> _Linhas do exercício_:
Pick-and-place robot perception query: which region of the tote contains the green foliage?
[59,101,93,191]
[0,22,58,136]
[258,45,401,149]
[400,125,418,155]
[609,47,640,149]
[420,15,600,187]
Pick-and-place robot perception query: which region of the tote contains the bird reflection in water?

> _O que fazer_: Reescreva todas as linhas acima, sem deixar nenhuma de fora, e redimensione as coordenadas entre colchetes: multiplique cada uma por 0,5 e arredonde para o inteiro mais próximo, com meios arredondados para cima.

> _Resposta_:
Pick-and-place robot perception query: which region of the tote contains the green foliage?
[30,51,47,96]
[0,11,29,68]
[129,23,201,75]
[200,63,209,78]
[305,24,320,75]
[210,8,300,94]
Pick-and-place robot perception query: which region of the tote contains the bird reflection in water?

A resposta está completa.